* start *

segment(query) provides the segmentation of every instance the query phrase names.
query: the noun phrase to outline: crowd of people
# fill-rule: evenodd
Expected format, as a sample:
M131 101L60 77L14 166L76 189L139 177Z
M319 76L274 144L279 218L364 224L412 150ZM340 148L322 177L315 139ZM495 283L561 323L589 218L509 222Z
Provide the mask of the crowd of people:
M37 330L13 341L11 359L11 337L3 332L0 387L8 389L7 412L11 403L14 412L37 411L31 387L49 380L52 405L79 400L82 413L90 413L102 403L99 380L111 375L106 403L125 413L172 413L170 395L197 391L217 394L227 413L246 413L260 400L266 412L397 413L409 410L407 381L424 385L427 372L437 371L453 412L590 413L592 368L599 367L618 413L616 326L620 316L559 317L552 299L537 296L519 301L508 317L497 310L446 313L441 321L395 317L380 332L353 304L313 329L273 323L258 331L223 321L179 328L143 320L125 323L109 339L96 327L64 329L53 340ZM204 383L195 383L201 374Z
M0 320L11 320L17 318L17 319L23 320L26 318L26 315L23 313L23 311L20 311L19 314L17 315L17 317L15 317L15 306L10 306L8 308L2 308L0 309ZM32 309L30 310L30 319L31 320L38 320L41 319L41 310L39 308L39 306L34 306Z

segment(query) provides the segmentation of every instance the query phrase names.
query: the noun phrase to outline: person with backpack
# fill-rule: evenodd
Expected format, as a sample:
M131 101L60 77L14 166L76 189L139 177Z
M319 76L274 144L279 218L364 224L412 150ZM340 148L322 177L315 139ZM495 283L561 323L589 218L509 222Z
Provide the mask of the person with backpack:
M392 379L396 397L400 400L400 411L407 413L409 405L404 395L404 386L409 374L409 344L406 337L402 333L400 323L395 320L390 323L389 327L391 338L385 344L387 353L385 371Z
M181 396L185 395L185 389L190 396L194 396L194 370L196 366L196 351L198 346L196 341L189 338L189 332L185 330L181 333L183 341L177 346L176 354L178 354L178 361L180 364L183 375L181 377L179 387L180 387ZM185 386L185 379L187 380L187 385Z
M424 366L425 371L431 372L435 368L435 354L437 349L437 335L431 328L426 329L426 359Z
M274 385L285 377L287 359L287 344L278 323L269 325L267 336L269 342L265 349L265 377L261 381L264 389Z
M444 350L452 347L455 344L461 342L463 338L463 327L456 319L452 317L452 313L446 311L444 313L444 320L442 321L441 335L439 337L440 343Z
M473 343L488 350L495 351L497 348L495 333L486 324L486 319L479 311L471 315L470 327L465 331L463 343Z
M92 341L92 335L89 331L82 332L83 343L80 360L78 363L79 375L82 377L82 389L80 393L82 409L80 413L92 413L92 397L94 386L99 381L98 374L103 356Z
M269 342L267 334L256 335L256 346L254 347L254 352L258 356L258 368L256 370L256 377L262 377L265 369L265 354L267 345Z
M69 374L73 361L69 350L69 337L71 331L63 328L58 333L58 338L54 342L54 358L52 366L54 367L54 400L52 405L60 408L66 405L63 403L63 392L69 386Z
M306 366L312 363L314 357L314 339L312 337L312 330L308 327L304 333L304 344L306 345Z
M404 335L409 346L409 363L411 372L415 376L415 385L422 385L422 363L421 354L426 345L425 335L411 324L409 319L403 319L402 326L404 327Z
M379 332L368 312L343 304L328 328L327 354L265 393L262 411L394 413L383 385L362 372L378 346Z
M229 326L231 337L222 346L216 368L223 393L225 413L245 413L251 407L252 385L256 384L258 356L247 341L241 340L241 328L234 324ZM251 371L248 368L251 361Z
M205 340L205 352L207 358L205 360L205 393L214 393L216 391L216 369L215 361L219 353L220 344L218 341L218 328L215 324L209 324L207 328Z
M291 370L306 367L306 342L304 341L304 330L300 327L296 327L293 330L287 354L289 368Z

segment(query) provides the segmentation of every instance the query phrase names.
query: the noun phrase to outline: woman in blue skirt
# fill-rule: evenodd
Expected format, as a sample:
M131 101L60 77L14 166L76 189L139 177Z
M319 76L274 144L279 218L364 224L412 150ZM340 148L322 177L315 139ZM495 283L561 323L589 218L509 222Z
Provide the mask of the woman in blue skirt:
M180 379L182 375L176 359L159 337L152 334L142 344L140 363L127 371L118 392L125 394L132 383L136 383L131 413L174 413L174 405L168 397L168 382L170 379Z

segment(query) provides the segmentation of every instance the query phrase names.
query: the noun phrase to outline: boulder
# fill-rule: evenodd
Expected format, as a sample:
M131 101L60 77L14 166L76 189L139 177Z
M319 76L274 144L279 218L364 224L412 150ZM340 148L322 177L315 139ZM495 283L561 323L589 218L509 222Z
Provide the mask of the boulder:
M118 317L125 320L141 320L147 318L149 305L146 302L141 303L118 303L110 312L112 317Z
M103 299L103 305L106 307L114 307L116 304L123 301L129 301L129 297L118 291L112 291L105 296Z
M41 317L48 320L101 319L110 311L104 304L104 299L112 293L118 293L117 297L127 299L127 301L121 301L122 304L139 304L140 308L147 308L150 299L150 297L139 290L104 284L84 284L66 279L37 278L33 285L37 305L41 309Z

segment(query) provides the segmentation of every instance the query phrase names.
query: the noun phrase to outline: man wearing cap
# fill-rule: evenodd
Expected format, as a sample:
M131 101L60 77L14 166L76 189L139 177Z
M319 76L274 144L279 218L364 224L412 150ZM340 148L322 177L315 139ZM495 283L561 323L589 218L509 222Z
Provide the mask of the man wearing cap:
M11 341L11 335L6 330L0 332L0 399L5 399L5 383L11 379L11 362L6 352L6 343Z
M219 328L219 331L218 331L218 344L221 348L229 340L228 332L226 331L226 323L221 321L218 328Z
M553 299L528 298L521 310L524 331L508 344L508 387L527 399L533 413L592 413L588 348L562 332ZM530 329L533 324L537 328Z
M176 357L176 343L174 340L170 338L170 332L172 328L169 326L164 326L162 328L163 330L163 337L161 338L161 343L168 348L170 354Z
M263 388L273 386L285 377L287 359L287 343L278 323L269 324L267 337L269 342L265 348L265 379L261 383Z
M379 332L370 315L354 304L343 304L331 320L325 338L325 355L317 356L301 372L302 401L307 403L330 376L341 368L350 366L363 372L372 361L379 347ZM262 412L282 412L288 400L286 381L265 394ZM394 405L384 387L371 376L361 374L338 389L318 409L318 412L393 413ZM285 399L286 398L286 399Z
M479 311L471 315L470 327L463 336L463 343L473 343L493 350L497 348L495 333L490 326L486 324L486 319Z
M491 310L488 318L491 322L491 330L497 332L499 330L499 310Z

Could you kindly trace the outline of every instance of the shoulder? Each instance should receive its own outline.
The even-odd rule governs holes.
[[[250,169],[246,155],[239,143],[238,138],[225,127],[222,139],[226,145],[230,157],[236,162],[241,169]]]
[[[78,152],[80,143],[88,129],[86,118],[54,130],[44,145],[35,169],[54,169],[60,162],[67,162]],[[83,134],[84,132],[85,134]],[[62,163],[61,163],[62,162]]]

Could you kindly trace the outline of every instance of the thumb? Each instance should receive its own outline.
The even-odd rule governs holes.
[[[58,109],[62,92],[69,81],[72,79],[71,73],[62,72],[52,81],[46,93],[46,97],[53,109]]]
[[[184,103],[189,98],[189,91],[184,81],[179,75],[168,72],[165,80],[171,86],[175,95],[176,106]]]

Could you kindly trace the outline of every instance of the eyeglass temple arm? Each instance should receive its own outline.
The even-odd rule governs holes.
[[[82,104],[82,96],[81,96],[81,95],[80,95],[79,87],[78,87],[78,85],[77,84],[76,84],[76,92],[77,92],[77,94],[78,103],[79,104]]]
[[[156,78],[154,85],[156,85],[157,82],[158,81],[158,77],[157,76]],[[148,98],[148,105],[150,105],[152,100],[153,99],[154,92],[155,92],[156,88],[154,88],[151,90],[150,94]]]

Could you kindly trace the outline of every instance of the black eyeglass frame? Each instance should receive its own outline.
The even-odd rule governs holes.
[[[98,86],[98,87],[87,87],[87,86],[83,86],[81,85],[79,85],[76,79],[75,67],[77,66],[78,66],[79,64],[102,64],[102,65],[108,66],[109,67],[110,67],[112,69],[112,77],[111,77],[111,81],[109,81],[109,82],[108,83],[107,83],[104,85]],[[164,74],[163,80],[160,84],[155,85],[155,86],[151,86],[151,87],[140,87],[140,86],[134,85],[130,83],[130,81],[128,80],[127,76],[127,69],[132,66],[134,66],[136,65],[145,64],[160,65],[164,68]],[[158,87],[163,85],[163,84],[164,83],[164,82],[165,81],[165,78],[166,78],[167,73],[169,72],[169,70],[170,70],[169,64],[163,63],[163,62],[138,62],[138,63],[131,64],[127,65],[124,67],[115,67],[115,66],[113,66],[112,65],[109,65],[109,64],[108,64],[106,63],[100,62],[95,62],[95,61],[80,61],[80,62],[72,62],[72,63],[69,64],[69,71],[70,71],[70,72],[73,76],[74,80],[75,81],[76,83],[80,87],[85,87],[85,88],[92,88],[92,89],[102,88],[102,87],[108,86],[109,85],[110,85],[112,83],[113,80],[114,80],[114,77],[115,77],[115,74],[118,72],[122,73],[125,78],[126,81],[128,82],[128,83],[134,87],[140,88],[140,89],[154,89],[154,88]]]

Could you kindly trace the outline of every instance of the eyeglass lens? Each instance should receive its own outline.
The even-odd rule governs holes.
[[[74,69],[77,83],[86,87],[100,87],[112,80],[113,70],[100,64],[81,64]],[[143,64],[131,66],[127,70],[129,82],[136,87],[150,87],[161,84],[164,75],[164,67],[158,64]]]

* end *

EXERCISE BRIEF: Turn the items into a numbered list, starting from the first line of the items and ending with the line that contains "M0 320L11 320L17", both included. Leave out any blank lines.

FULL SOLUTION:
1. segment(query) provides the segmentation of every instance the query phrase names.
2. query: the noun phrase to outline: crowd of people
3. # fill-rule: evenodd
4. Expected format, as a sample:
5. M131 101L60 77L14 166L76 189L139 177Z
6. M319 76L274 144L279 218L364 224L412 150ZM340 148L322 177L315 139ZM495 283L561 323L589 218L509 222Z
7. Provide the mask of the crowd of people:
8. M37 330L13 341L11 359L11 337L3 332L0 387L8 389L7 412L11 403L14 412L37 411L31 387L49 380L52 405L79 400L82 413L90 413L102 403L99 380L111 375L106 403L125 413L172 413L170 395L197 391L217 394L227 413L246 413L260 400L266 412L397 413L409 410L407 381L424 385L427 372L437 371L453 412L590 413L592 368L599 367L618 413L616 326L620 316L559 317L552 299L537 296L519 301L508 317L497 310L446 313L441 321L395 317L380 332L353 304L313 329L273 323L258 331L223 321L179 328L143 320L125 323L109 339L96 327L64 329L53 340ZM204 383L195 383L201 374Z
9. M0 320L11 320L17 318L17 319L23 320L26 318L26 315L23 313L23 311L20 311L19 314L17 315L17 317L15 317L15 306L10 306L8 308L2 308L0 309ZM32 309L30 310L30 319L31 320L38 320L41 319L41 310L39 308L39 306L34 306Z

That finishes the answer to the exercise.